Product Overview
Reviews for A Primer for the Mathematics of Financial Engineering, First Edition:
``One of the hottest degrees on today's campus is a Masters in Financial Engineering. Whether you need to retrieve hallowed memories or just want to familiarize yourself with the mathematics underlying this degree, this unique book offers a terrific return on investment.
--Peter Carr, PhD
Global Head of Modeling, Morgan Stanley; Director of the Masters Program in Mathematical Finance, Courant Institute, NYU
``This is the book I always recommend to people who ask about their mathematics before doing an MFE, and a few people could do with reading it after as well.
--Dominic Connor
Director, P&D Quantitative Recruitment
NEW TOPICS: Dollar duration, Dollar convexity, DV01; the effect of parallel shifts in the yield curve to changes in bond yields; bond portfolio immunization; arbitraging the Put-Call parity; percentage vs. log returns for individual assets and portfolios; optimum investment portfolios: maximum return portfolios and minimum variance portfolios; the numerical precision of finite difference approximations of the Greeks.

------------------------------------

=== Prompt ===
Reproduce word for word the portion of the book's product overview starting with "Product Overview" and going on through "return on investment.".

------------------------------------

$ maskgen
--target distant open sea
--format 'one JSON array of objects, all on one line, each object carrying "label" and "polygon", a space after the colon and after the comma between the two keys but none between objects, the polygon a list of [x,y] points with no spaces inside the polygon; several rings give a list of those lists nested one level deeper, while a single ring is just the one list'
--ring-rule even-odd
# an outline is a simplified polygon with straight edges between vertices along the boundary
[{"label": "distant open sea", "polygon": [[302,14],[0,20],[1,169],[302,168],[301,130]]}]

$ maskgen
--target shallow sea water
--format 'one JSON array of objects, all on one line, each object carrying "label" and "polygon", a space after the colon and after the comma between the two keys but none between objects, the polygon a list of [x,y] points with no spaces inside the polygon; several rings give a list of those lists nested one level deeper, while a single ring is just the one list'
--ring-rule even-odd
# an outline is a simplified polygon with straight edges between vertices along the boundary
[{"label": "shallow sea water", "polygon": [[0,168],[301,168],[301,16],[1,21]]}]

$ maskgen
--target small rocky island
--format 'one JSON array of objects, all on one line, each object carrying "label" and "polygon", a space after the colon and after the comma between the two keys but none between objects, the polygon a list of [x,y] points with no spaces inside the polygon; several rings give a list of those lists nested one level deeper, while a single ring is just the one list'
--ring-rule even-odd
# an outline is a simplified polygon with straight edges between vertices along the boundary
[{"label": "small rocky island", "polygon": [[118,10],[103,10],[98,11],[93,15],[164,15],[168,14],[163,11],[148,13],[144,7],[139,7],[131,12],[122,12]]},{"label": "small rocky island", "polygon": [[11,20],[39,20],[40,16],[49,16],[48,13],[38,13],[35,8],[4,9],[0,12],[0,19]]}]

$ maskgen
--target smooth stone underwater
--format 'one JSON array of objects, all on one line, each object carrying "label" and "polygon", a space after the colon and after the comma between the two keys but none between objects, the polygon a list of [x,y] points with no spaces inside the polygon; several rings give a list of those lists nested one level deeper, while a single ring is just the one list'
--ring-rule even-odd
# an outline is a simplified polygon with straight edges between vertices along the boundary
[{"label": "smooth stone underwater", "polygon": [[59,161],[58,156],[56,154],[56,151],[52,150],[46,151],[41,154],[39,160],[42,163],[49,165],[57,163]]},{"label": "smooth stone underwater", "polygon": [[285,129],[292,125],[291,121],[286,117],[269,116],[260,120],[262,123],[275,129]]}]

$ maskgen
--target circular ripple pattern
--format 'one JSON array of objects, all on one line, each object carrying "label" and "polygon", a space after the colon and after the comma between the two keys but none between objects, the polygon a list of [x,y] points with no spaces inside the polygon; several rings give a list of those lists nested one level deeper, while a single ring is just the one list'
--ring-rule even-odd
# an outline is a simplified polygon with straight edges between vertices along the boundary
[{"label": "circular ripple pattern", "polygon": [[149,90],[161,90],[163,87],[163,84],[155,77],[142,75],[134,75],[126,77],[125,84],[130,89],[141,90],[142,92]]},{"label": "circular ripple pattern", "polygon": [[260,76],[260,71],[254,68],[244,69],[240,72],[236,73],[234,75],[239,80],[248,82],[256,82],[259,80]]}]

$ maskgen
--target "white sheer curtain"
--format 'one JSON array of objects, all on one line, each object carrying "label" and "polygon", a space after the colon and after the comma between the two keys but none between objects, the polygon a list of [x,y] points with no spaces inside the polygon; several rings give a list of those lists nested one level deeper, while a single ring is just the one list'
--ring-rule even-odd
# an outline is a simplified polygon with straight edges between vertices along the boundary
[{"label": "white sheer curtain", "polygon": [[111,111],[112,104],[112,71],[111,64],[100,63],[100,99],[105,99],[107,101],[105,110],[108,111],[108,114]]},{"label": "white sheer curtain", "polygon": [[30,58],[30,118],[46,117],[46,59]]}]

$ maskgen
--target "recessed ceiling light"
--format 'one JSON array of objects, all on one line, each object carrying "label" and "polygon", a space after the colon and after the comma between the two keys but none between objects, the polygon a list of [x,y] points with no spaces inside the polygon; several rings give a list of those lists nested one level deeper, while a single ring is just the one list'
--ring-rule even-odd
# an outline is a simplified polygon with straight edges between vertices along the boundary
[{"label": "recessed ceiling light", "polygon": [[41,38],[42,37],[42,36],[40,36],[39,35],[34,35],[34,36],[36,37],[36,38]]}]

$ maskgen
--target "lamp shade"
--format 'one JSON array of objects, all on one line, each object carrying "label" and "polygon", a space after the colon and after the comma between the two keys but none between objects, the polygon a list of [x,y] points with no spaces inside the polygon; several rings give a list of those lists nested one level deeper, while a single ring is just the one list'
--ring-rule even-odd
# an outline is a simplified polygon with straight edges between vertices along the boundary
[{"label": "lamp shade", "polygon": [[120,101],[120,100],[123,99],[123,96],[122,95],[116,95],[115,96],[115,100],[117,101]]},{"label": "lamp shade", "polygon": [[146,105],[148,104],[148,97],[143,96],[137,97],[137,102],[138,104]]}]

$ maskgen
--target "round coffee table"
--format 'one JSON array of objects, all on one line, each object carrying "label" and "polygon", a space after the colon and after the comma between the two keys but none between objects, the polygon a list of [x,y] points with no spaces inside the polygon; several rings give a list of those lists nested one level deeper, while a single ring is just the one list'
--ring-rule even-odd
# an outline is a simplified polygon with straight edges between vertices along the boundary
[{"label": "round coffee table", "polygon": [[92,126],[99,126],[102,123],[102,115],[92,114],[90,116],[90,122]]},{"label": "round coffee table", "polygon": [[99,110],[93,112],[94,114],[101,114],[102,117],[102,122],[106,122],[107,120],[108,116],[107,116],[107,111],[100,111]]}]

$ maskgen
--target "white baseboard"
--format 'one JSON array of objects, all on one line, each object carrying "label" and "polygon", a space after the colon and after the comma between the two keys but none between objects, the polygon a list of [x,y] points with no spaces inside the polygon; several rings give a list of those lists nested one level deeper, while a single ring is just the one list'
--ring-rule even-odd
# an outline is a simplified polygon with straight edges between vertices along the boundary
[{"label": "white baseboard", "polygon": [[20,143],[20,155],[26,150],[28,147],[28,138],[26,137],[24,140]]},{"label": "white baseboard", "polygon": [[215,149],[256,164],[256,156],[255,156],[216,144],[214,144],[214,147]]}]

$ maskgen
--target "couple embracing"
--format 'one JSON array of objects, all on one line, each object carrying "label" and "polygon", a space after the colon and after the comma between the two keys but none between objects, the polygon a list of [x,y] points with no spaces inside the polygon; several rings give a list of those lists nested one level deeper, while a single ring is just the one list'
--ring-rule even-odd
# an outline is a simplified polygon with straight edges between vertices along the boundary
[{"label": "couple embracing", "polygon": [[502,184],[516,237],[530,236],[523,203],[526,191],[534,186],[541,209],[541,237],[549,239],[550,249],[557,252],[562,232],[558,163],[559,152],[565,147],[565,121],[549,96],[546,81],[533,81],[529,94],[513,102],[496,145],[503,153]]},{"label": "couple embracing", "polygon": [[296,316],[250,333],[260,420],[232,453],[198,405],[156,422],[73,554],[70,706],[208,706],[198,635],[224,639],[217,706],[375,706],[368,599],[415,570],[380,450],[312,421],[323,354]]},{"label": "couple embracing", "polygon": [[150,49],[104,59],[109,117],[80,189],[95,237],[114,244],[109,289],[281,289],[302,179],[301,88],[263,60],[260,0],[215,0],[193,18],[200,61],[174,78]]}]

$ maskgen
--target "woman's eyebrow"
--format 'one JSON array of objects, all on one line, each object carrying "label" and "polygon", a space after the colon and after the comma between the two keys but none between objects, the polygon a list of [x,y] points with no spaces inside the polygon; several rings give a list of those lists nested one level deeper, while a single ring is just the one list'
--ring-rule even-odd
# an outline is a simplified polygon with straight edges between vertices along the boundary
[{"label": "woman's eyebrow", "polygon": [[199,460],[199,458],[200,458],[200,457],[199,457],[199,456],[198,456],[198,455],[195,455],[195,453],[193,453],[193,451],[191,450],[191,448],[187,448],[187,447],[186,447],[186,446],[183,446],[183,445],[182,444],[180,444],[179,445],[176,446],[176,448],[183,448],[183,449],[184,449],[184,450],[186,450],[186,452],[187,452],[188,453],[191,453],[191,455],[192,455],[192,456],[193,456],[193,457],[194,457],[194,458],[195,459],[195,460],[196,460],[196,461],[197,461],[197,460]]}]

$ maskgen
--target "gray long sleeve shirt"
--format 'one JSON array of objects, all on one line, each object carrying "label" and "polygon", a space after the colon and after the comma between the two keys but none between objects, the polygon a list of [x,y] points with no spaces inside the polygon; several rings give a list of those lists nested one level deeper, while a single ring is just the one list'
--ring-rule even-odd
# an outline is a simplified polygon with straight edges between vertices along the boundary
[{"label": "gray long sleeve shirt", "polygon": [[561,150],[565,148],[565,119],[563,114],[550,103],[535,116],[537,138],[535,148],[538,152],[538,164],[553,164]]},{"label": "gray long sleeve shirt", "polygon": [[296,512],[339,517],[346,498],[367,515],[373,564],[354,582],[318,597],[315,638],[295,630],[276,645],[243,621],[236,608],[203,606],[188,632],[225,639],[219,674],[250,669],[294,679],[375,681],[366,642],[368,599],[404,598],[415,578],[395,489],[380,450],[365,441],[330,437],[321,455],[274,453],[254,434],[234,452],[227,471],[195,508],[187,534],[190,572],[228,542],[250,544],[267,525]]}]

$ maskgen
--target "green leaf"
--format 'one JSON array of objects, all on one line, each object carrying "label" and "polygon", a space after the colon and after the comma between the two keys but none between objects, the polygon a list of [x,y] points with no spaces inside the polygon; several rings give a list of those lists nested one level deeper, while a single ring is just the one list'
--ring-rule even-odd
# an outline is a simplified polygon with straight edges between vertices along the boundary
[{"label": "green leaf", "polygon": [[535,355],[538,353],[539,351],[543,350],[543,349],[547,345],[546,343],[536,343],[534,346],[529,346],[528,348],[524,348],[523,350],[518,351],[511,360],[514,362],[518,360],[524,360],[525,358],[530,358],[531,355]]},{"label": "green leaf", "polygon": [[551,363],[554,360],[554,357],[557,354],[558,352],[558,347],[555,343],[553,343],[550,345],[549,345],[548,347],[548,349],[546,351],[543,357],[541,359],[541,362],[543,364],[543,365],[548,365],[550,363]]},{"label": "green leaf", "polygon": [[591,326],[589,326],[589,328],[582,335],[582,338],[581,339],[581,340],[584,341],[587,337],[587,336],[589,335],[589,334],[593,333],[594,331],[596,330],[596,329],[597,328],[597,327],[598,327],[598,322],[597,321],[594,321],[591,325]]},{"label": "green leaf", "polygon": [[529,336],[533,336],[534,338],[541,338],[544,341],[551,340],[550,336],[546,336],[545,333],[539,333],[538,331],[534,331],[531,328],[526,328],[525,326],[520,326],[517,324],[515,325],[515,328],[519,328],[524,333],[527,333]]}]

------------------------------------

=== Written solution ===
Product Overview
Reviews for A Primer for the Mathematics of Financial Engineering, First Edition:
``One of the hottest degrees on today's campus is a Masters in Financial Engineering. Whether you need to retrieve hallowed memories or just want to familiarize yourself with the mathematics underlying this degree, this unique book offers a terrific return on investment.